Every word of every entry must be retyped exactly.

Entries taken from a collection
══════════

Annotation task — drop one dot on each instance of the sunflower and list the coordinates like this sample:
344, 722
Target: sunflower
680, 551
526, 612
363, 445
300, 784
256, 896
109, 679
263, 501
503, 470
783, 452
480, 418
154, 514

══════════

## SOLUTION TO THE EXERCISE
Annotation task — drop one dot on each instance of the sunflower and list the coordinates like this sample:
344, 722
Target: sunflower
680, 551
526, 612
363, 445
300, 784
256, 896
109, 679
263, 501
503, 470
783, 452
480, 418
154, 514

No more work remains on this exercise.